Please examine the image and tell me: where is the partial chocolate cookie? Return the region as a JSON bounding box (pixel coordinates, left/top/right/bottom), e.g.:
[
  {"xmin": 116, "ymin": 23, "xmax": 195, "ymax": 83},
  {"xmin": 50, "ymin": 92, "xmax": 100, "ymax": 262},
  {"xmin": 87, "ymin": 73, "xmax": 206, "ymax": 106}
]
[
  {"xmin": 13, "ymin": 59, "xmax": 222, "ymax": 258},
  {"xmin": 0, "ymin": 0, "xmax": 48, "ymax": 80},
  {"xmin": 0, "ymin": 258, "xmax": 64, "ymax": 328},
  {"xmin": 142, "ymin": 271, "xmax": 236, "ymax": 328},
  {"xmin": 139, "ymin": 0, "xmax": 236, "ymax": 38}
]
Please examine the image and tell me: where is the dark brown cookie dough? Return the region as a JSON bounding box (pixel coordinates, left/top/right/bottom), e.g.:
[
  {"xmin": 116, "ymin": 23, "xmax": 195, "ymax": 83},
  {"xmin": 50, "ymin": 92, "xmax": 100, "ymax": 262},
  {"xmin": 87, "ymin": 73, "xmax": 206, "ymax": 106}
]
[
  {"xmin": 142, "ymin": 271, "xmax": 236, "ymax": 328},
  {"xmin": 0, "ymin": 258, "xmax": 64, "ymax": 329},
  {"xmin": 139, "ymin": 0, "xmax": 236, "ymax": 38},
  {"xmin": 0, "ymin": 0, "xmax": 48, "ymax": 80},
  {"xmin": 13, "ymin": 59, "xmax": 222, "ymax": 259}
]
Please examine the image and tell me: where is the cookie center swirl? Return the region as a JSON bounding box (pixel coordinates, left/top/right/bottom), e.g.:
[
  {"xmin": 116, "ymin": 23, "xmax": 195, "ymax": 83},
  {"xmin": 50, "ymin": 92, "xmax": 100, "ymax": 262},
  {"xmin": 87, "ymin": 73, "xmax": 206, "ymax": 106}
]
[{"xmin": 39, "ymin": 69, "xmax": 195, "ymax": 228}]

Exercise description> Copy out each line of the listing that holds "left".

Solved exercise>
Please examine the image and tell me: where is the partial chocolate cookie? Return the region as a JSON bounding box (pixel coordinates, left/top/right/bottom), e.g.:
Please examine the image and tell me: where is the dark brown cookie dough? Return the region as a JSON bounding box (pixel coordinates, left/top/right/bottom), e.g.:
Please examine the image and tell me: where is the cookie center swirl? Return the region as a JSON bounding box (pixel coordinates, left/top/right/bottom), e.g.:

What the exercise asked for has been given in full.